# DOCUMENTO:
::::

Es así que hoy pedí que me explicaran por qué hay tanta facilidad en Estados Unidos para comprar armamento y me dieron las tópicas respuestas sobre el «derecho a defenderse», que «la policía siempre llega tarde cuando se comete un crimen», que «los inmigrantes son muy violentos y hay que protegerse de ellos», aludiendo continuamente a lo «estupenda que es la Segunda Enmienda a la Constitución de Estados Unidos» (¡aprobada en 1791, cuando las fuerzas de seguridad del Estado eran muy distintas a las actuales!), y demás morralla por el estilo.
Contesté que esos argumentos no eran suficientemente convincentes —dejando para otro momento su microrracismo latente— y aludí a las socorridas razones sobre lo peligroso que es poseer un arma cuando alguien sufre un trastorno mental transitorio, una intoxicación etílica, un accidente de tráfico o un ataque de celos frente a la pareja infiel.

::::

# ENTRADAS DE DATOS:
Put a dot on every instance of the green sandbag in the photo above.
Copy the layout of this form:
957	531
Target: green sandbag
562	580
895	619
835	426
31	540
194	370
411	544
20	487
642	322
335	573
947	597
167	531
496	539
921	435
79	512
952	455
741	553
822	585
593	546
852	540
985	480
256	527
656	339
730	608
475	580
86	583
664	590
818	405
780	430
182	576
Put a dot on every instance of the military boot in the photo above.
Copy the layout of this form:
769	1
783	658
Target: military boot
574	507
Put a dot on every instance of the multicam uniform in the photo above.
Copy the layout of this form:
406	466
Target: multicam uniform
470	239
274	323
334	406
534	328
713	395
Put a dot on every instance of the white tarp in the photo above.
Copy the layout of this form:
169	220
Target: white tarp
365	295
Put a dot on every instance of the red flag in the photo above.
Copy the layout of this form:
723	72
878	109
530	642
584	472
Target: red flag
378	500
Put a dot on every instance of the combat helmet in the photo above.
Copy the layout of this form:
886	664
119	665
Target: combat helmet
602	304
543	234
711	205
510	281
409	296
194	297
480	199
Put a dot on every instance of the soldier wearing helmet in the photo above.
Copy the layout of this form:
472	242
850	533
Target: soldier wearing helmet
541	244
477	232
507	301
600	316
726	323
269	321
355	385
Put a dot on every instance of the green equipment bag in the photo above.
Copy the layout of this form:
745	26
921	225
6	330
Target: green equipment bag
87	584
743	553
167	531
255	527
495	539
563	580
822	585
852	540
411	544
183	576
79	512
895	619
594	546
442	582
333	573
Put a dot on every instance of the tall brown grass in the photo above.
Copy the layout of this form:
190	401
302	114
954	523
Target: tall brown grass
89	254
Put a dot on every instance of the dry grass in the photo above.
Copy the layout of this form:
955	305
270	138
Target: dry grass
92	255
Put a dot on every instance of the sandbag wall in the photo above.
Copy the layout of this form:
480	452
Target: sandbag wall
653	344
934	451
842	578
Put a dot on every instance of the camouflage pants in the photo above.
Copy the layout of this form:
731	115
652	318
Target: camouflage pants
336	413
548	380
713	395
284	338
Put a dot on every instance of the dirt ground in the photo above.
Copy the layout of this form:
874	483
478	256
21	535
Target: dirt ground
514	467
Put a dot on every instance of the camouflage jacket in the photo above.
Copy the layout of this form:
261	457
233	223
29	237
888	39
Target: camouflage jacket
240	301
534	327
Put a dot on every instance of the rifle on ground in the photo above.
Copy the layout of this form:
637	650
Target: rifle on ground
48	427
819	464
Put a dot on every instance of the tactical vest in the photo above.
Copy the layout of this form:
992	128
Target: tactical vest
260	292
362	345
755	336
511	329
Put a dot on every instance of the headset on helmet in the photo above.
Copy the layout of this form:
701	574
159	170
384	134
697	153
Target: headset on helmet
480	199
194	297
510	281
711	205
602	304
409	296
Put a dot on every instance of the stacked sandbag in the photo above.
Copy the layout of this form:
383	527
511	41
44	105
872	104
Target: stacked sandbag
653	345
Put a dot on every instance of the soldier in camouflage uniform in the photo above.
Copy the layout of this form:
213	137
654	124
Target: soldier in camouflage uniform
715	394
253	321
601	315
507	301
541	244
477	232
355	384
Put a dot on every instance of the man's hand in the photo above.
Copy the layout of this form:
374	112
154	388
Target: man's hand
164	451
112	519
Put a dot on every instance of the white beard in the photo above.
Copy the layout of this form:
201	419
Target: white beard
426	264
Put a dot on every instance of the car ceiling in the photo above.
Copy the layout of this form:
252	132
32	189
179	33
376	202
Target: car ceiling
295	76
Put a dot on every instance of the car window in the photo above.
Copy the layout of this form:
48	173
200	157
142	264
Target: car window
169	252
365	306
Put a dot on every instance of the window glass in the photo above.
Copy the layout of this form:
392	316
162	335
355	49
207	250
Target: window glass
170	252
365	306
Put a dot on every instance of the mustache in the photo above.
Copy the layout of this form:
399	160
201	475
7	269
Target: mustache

::::

# EJERCICIO BREVE 1:
Reescribe como lista breve el párrafo del texto sobre las armas que empieza con «Contesté que esos argumentos», conservando sus datos principales.
# EJERCICIO BREVE 2:
Según el texto sobre las armas, ¿son ciertas estas afirmaciones? Responde sí o no a cada una y cita entre comillas las palabras del texto que lo deciden.
(a) La Segunda Enmienda se aprobó en 1791.
(b) Quien escribe consideró convincentes los argumentos recibidos.
(c) Una de las respuestas afirmaba que la policía llega a tiempo cuando se comete un crimen.
# EJERCICIO BREVE 3:
Prolonga el texto sobre las armas en Estados Unidos a partir de su última oración.
El material es independiente del texto sobre las armas en Estados Unidos.

# RESPUESTA 1:
- Los argumentos recibidos no parecieron suficientemente convincentes.
- Su microrracismo latente quedó para otro momento.
- Se señaló el peligro de poseer un arma en casos de:
  - trastorno mental transitorio,
  - intoxicación etílica,
  - accidente de tráfico,
  - ataque de celos frente a la pareja infiel.

# RESPUESTA 2:
(a) Sí: «aprobada en 1791».
(b) No: «esos argumentos no eran suficientemente convincentes».
(c) No: «la policía siempre llega tarde cuando se comete un crimen».

# RESPUESTA 3:
Esperaba una réplica inteligente que profundizara en la interesante discusión, pero mi interlocutor me respondió enervado con un argumento incontestable: «si no te gusta este país ¡lárgate!». Digo incontestable porque me fui y le he retirado el saludo. Hay que alejarse de sujetos así porque la irracionalidad es un trastorno incurable que se contagia.